**To do**: Using the passage on the 1979 Revolution, explain why the author proposes 'new thinking' rather than 'repentance' as the public label for the shift among Iran's revolutionaries and leftist opposition. Answer in one to three sentences.

** begin Passage **

The History of the Undefeated
A few words in commemoration of the 1979 Revolution
Mansoor
Hekmat
It is said that in recent years, a process
of 'review' has been taking place among revolutionaries and the leftist
opposition of Iran. A glance at the numerous publications, which this
grouping publishes particularly outside of Iran, confirms this, though
it is seriously doubtful whether the term 'review' is suitable to describe
this development. In solitude - when pronouncing the truth does not
harm anyone - one could call this a process of repentance. But publicly
where political correctness holds sway especially during these days,
perhaps the term 'new thinking' is a more suitable equivalent. The concept
of revolution and revolutionism in general and the 1979 Iranian revolution
in particular have been the first victims of this 'new thinking'.
Every month, mountains of materials are
published by individuals, circles and groups made up of remnants and
aged revolutionaries of the 1979 revolution. To read and follow all
these and share in the preoccupations and illusory worlds of their writers
is both extremely difficult and futile. It is not difficult, however,
to see the development of this 'new thinking'. One can use the association
method used by psychologists to check the reaction of this literature
to key words such as the very concept of 'revolution'. The picture that
emerges leaves no room for ambiguity. Revolution: excess, revolution:
violence, revolution: oppression, revolution: destruction.
And why not? Who of these survivors of
the 1979 revolution can shut their eyes for a moment, think about the
past 17 [now 24] years and have one pleasant recollection? Millions
of people have been condemned to life under the most reactionary and
brutal social system, a society based on terror, poverty, and lies in
which happiness is forbidden, being a woman is a crime, living is torment
and escape impossible. An entire generation, perhaps more than half
the population, has been born in this hell and has no other recollection
than this. And for many others, the most living memory is that of the
unforgettable faces of admirable human beings who were slaughtered.
Wasn't 1979 - the year of the revolution - the beginning of this nightmare?
Perhaps for some, the tragic fate of
the 1979 revolution plays a role in the development of this 'new thinking'.
Neither the extent of this repentance nor the bitter tone and hysteria
of today's 'new thinkers', however, can be explained by the defeat of
the 1979 revolution. It is as if you are sitting by a bridge and witnessing
the return of a defeated army. It isn't unexpected to find them melancholy,
bewildered, silent, and depressed. This crowd, however, has clenched
their fists. When you listen more carefully, it's as if they are whispering
an anthem. Yes, you are not mistaken; they are going to war - a war
on their own 'land' and 'camp' and 'fortress' or whatever they previously
called it. They are returning to take revenge on 'themselves' and yesterday's
'insiders'. For someone who looks out from within the fortress, this
is definitely a dreadful scene.
Few unsuccessful revolutions and defeated
movements have so bitterly been bidden farewell by their former enthusiasts.
The constitutional revolution, the movement for the nationalisation
of the oil industry, the period during Allende's rule, the Portuguese
revolution and the miners' strike in Britain, for example, have always
received the greatest respect from their own veterans and participants.

** end Passage **
** begin Supplied entries **

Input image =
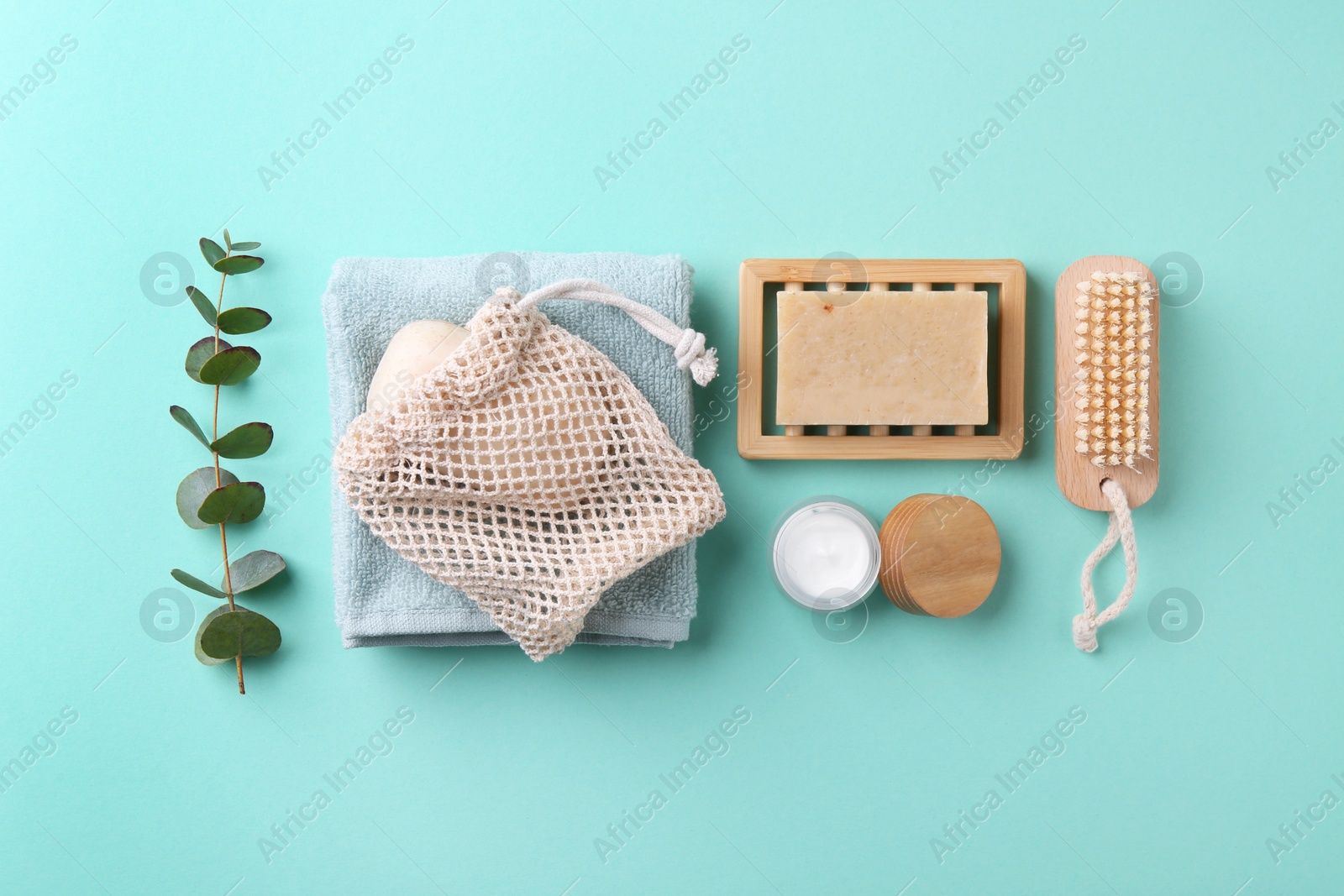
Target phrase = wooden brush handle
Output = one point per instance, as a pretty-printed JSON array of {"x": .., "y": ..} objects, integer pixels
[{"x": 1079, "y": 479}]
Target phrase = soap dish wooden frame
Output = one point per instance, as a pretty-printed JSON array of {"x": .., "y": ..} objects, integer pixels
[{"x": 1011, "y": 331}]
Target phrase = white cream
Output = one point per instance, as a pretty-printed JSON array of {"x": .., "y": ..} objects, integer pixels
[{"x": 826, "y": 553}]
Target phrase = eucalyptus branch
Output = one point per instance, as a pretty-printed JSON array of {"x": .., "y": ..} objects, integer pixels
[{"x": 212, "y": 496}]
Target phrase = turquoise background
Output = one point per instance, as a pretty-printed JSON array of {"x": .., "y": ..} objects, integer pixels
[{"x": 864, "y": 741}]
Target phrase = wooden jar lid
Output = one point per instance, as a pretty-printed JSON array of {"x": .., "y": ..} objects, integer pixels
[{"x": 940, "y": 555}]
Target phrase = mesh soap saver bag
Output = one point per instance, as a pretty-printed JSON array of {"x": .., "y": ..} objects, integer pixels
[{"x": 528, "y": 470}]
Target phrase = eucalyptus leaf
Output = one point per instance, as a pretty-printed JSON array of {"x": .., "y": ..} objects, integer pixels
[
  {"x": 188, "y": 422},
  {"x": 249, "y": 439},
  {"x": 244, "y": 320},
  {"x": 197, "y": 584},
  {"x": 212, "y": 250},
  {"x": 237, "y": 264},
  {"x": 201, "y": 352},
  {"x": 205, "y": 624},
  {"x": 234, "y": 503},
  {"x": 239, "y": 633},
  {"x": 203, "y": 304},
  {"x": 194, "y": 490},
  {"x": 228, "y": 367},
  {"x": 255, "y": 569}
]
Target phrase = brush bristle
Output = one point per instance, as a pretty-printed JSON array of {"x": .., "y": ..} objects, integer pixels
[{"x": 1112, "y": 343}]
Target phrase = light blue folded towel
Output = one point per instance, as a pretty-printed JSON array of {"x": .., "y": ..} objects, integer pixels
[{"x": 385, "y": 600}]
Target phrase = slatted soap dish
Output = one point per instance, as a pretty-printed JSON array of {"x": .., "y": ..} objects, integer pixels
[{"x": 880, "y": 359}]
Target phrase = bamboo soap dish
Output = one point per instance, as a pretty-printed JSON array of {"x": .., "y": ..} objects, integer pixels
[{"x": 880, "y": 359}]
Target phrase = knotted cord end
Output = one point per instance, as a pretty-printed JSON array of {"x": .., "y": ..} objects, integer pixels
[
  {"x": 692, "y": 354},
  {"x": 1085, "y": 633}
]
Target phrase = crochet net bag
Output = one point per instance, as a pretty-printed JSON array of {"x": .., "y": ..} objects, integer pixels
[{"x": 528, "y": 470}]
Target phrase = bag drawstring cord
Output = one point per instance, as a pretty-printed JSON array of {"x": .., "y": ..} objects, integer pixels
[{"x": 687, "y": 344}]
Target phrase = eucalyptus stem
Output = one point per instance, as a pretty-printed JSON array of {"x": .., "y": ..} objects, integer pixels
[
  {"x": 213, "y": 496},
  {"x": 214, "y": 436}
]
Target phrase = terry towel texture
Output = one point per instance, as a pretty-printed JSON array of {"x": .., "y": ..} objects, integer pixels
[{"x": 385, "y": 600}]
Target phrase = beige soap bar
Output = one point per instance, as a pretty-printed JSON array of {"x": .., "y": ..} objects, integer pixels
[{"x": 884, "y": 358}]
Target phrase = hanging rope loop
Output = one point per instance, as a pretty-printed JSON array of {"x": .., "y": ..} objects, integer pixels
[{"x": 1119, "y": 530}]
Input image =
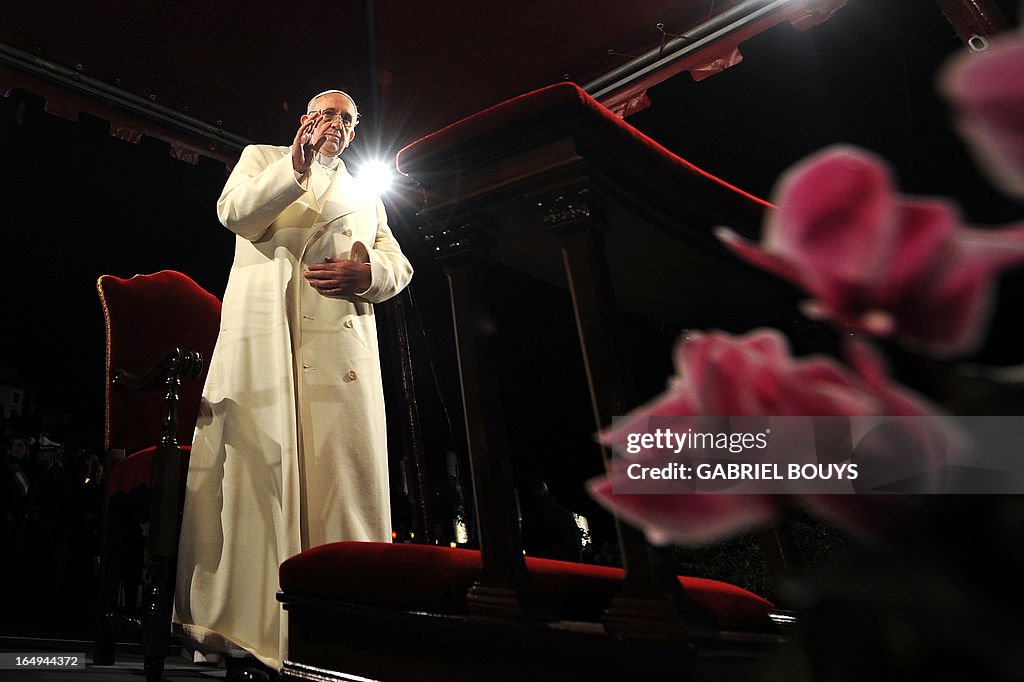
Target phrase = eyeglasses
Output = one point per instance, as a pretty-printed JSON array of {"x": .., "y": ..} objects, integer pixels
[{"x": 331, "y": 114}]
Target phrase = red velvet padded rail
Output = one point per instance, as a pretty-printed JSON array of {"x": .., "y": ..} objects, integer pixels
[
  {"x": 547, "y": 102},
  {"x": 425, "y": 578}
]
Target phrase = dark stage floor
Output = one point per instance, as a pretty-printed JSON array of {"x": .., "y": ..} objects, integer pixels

** end Supplied entries **

**Task response**: The author thinks 'repentance' is the truer name, but it can only be said in solitude, where speaking the truth harms no one. In public, political correctness holds sway, so 'new thinking' is the more suitable term there.